The peak was named Pimkolam by the Salinan Native Americans.

== Climate ==
Since the peak is over 5,000 ft, temperatures in winter are low enough to support snowfall and relatively high amounts of precipitation compared to the Salinas Valley and places farther east in the Coast Ranges. Although by far the tallest of the Santa Lucia Range peaks, Junipero Serra Peak appears to have a drier climate than the others. No long-term weather data are available. Walker (1970), an astronomer who spent several seasons on the summit, measured 51 cm of rain plus 93 cm of snow during the 1965–66 season. In adjacent regions this was an "average" season. In the wet 1966–67 season he measured 100 cm of rain plus 304 cm (1 19.7 inches) of snow.

There is no surface water above 5,000 ft in summer. In years with above-average rainfall some creeks may start at 4,800 ft; permanent creeks flow at 4,500 ft.

== Ecology ==
Montane pine forest dominated by sugar pine covers areas of the peak's north summit and the upper reaches of water courses on the north slope. Junípero Serra Peak and nearby Cone Peak sugar pine forests are isolated from the next sugar pine stands by 220 km. An interesting feature of this sugar pine population is the unexpectedly high frequency of a major gene for resistance to white pine blister rust. This fatal disease, caused by an exotic pathogen, has caused high mortality to sugar pine and other white pine in North America. Natural resistance in other sugar pine populations ranges from near 0% in the South Cascade Range to 8% in the southern Sierra Nevada; on Junipero Serra, it is 8.9%. No blister rust has as yet been reported in this stand. The Junípero Serra Peak pines are surrounded by a vast area of scrubby mixed hardwood forest and chaparral. Understory shrubs and herbs associated with the pine forest are also isolated from distant forests, and many of them differ from the nearby isolated montane species on Cone Peak. The most interesting disjunct is Cycladenia humilus var. venusta, which has one population under the pines on the summit of Junipero Serra Peak and three tiny colonies on Cone Peak. The type specimen of this variety is collected at the peak of Junipero Serra Peak.

EXERCISE DATA —
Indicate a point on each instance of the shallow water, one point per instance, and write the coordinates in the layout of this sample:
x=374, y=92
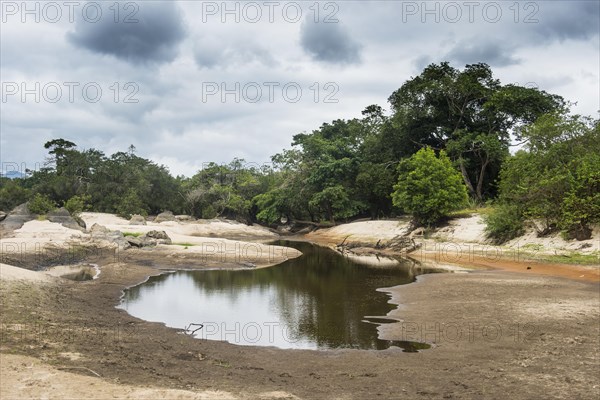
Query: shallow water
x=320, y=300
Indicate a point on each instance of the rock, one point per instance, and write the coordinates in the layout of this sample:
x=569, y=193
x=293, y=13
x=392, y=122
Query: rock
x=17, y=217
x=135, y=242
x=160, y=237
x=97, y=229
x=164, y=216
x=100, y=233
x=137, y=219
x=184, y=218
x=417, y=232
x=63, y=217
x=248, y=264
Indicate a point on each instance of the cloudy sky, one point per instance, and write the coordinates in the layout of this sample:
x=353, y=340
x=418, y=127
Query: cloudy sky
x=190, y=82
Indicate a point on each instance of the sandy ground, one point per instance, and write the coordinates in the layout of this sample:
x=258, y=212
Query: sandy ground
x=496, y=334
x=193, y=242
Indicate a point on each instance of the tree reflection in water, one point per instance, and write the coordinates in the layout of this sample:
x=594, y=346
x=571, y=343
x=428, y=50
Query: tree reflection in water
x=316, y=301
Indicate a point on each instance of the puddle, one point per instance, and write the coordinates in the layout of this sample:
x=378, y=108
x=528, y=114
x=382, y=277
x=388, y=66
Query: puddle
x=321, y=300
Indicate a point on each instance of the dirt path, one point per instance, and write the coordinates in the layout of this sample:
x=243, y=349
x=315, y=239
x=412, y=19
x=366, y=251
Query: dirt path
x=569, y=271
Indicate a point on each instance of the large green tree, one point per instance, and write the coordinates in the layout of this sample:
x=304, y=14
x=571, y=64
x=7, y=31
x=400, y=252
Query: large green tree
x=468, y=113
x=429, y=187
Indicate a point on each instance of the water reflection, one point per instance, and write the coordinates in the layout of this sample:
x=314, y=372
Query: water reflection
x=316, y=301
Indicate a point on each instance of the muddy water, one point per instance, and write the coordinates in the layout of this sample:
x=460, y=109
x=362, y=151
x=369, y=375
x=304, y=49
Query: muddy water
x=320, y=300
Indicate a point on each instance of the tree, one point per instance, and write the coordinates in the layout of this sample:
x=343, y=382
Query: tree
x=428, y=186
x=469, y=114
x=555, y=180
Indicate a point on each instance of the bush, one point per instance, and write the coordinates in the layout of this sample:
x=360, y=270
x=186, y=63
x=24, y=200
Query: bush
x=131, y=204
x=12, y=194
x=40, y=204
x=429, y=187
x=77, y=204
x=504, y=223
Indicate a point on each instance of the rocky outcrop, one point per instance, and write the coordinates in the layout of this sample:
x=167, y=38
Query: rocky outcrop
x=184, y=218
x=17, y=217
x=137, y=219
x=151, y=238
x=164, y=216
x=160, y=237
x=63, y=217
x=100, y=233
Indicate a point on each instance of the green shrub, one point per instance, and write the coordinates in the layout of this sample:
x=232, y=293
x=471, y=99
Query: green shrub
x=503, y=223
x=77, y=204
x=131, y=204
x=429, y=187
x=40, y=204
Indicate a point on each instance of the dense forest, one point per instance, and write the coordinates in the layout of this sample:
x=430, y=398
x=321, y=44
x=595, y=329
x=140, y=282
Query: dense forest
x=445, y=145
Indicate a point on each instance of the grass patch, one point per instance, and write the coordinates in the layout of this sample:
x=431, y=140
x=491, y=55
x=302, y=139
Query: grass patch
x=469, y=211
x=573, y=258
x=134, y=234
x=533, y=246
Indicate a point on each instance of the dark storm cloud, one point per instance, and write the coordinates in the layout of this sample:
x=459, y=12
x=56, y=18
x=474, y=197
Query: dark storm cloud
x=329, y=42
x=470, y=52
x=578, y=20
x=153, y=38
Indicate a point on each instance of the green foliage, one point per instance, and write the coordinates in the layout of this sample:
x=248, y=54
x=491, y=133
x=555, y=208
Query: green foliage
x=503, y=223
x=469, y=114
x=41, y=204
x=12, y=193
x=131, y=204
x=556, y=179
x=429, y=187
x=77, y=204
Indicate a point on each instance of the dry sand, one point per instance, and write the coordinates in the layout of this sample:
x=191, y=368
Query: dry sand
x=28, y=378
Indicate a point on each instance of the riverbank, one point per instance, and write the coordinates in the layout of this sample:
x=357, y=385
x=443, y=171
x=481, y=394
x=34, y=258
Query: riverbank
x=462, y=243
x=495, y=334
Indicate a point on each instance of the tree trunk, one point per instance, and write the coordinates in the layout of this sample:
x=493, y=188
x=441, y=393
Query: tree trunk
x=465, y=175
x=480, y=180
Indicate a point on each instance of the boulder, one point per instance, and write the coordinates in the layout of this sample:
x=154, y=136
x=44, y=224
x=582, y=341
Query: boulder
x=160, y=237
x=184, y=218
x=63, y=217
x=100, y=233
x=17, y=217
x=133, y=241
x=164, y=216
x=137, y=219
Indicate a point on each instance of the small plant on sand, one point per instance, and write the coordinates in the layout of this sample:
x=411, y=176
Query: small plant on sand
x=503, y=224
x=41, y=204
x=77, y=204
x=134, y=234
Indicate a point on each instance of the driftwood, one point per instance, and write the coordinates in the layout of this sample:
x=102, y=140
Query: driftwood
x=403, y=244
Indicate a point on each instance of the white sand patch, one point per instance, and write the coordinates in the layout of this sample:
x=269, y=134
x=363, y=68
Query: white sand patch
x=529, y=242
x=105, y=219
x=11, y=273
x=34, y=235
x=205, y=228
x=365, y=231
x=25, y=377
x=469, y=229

PROBLEM DETAILS —
Pick up the Junípero Serra Peak text from its last sentence and keep writing. The records have no connection to the text about Junípero Serra Peak.

RESPONSE FOR THIS EXERCISE —
Mountain chickadee, common in southern California and Sierra Nevada montane forest, is present in the South Coast Ranges only in the Junipero Serra Peak and Cone Peak forests.

== Fire history ==
Junipero Serra Peak has a long history of wildfires. Between 1640 and 1907 fires hot enough to produce basal scars on pines in a small isolated sugar pine forest in the Santa Lucia Range of central California occurred on average once every 21 years. Except for two small lightning fires that were quickly extinguished, no fires occurred in the pine forest after 1907 until the lightning-caused Marble Cone Fire burned the entire forest in 1977. This was the most intense burn recorded within the life of the present forest. It caused significant loss of pines, particularly within the 40 percent of the forest on the north summit above 1600 m elevation. Changes in forest composition resulting from the Marble Cone Fire suggest that several more fires following 50-75 year intervals may eliminate sugar pine forest above 1600 m on Junípero Serra Peak.

More recently, the Dolan Fire burned the southern slopes and upper portions of the northern summit in the fall of 2020. Along with much of the southern Ventana Wilderness, Junipero Serra was also burned extensively in the 2008 Indians Fire.